Count the lines of the records below that contain the string "road", with case counting. Reply with the number alone.

______

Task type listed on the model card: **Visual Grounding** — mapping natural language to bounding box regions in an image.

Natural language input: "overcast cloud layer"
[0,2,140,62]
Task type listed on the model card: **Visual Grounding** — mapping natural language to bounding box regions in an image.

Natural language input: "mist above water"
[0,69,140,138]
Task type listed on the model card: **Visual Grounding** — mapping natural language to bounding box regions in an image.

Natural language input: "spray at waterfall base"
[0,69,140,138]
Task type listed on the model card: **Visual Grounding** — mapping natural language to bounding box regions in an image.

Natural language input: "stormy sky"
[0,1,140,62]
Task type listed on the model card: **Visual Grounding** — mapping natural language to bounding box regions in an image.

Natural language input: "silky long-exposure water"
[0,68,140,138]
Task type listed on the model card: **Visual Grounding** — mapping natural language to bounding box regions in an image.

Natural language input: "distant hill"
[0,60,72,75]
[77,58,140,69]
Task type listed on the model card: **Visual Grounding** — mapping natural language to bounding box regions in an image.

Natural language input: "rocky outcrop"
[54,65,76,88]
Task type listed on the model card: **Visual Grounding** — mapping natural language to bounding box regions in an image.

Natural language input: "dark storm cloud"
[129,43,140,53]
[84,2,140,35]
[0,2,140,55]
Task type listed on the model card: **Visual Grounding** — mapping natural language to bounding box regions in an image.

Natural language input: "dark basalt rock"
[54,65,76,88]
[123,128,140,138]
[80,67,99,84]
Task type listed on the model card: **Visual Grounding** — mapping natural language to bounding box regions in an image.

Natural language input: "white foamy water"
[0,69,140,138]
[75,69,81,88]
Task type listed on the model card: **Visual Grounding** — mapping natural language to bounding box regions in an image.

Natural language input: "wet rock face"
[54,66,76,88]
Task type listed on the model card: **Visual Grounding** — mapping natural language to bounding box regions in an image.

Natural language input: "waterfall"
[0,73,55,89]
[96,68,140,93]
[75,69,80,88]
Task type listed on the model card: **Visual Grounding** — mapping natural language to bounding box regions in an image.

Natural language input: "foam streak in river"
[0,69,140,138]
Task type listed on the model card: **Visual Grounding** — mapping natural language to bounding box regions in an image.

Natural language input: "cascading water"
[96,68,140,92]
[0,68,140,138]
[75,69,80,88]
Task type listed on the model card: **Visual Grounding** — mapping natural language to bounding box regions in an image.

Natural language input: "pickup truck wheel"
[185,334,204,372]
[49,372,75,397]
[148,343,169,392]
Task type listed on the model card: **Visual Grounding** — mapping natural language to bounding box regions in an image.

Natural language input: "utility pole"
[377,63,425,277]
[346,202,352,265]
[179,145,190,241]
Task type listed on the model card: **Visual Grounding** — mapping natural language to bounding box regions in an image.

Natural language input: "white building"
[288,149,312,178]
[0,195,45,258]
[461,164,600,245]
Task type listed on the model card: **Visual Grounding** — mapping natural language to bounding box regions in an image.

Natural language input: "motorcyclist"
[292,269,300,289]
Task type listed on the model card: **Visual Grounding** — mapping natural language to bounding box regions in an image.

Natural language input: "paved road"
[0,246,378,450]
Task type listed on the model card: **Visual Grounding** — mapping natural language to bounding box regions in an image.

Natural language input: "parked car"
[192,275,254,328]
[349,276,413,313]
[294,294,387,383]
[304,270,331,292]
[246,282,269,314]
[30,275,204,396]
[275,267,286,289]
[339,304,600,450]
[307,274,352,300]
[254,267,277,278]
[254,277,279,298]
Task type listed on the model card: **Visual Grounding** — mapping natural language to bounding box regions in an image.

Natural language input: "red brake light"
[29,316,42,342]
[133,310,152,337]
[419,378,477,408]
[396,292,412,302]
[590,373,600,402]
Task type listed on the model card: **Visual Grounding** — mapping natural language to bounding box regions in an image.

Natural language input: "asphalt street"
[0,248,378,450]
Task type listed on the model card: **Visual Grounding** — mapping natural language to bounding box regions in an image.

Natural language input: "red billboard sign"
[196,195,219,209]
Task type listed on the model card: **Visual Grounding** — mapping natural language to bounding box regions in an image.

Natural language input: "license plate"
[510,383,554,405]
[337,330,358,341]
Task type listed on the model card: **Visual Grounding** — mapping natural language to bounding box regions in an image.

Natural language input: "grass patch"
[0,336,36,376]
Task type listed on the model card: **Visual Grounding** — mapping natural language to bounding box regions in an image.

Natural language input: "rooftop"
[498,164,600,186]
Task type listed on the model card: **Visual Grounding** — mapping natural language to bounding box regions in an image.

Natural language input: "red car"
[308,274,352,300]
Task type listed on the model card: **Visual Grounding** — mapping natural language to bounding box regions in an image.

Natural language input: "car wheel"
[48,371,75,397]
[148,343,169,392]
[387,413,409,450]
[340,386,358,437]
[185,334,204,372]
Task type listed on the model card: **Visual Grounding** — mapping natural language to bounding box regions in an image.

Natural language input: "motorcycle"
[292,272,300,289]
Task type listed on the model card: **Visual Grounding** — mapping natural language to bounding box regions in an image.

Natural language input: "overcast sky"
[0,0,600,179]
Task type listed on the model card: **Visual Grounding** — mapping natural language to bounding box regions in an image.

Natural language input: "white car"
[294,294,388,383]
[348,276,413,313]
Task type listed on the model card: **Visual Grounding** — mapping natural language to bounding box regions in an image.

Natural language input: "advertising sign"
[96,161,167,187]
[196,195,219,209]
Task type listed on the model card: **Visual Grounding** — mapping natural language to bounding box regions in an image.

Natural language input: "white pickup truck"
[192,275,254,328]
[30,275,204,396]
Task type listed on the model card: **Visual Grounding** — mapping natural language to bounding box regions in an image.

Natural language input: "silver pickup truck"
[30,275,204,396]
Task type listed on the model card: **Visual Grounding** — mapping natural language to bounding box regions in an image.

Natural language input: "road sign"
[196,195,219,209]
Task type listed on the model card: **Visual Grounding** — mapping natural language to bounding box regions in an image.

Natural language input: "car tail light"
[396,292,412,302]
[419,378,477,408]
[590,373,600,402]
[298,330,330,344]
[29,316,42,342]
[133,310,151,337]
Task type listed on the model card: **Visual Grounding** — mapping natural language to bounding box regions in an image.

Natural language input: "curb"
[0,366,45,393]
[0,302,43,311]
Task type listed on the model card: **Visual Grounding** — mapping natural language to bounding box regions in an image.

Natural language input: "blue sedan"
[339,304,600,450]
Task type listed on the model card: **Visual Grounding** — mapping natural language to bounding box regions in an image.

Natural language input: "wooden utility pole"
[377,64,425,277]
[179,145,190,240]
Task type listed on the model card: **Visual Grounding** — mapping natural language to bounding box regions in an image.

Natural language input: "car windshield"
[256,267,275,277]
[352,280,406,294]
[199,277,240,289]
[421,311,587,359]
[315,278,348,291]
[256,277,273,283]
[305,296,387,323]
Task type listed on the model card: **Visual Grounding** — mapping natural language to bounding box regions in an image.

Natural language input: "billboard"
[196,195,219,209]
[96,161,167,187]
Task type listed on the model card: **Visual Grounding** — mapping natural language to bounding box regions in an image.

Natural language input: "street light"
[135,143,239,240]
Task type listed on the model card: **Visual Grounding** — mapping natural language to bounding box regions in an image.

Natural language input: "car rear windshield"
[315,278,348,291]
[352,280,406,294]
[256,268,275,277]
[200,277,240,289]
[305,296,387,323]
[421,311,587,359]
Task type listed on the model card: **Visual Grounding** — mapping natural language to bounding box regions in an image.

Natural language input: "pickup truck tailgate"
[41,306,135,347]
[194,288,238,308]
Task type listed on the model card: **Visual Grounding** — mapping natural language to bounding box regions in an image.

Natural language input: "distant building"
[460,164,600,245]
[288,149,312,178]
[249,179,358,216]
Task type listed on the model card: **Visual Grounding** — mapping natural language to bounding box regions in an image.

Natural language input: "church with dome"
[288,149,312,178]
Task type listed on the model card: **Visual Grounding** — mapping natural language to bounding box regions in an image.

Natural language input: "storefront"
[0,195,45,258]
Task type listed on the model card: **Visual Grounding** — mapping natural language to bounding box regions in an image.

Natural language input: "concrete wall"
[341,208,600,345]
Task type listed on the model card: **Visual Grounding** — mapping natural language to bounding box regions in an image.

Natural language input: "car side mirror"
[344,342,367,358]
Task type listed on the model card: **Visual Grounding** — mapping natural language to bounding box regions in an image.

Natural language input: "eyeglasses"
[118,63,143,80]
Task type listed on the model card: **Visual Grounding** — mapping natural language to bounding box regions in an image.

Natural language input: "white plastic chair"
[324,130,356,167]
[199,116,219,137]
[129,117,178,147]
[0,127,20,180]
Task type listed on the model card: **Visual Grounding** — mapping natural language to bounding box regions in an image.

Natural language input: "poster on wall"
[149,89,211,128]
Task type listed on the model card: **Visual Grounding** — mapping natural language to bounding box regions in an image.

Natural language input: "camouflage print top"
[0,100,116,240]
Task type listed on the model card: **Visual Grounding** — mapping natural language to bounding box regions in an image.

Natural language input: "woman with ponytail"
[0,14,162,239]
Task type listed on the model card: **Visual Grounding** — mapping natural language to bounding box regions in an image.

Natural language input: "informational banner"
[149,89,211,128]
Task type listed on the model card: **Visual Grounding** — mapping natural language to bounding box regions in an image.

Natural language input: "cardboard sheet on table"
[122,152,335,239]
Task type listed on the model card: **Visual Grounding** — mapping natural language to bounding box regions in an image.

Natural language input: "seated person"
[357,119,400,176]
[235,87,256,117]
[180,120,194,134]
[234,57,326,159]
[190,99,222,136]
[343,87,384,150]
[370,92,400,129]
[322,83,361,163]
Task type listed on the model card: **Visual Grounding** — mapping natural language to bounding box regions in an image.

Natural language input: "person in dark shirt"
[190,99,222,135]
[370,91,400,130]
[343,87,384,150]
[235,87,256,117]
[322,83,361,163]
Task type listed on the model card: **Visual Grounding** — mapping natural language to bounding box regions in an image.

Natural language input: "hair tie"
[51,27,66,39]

______

### [Written response]
2